- What is needed -
Reproduce, unchanged, the lines of the records from the line with "Task: where can the red" to the line with "Target: red torii gate", both included. Output only those lines.

- Stored rows -
= = = = =

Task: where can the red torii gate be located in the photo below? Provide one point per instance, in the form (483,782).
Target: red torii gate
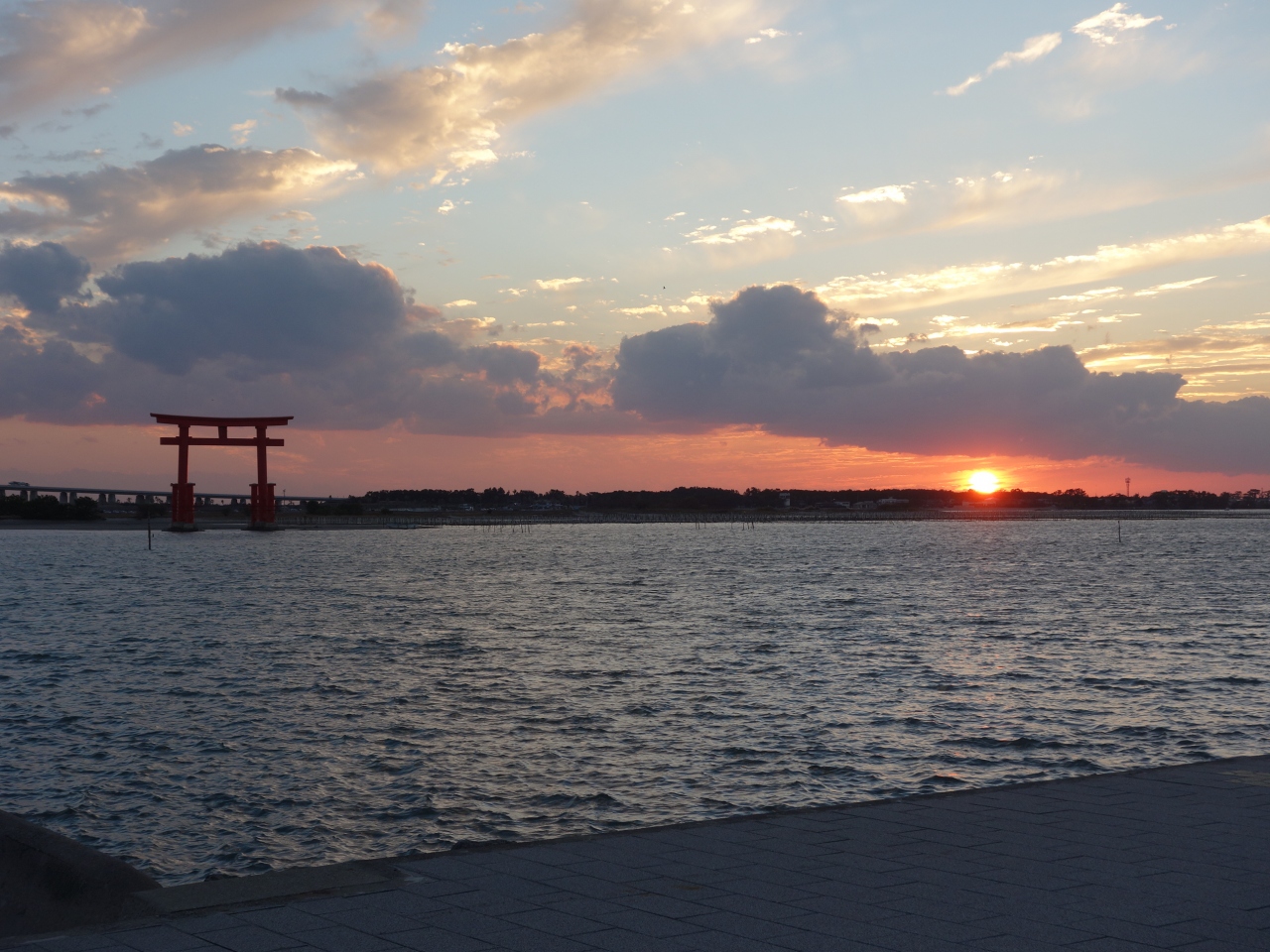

= = = = =

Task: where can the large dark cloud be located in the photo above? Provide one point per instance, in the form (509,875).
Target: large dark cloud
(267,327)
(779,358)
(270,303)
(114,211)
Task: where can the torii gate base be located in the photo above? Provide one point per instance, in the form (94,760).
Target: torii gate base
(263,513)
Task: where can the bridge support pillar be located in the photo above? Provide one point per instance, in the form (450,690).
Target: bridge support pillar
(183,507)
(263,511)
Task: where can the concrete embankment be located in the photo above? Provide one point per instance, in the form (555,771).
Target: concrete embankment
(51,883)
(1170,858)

= = = = =

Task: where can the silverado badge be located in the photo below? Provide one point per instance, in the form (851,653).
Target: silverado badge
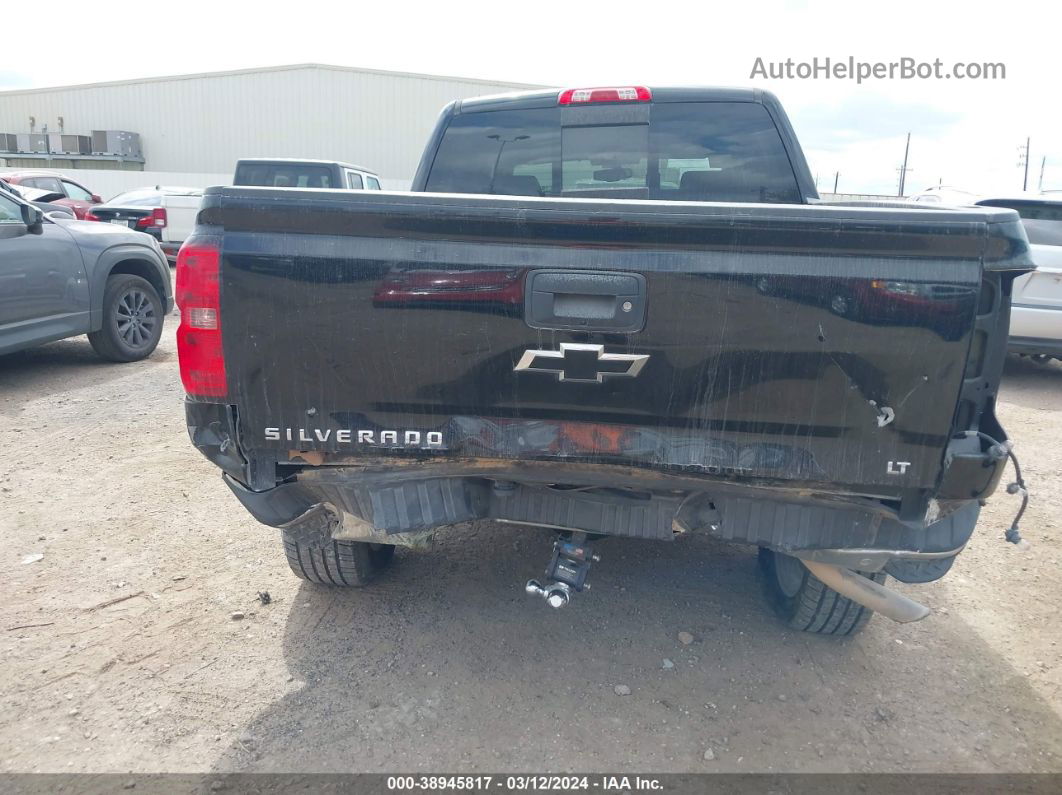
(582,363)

= = = = =

- Exercise output -
Task: where can the red torii gate be located in the photo below? Provide one point per instance, in the form (483,782).
Target: red torii gate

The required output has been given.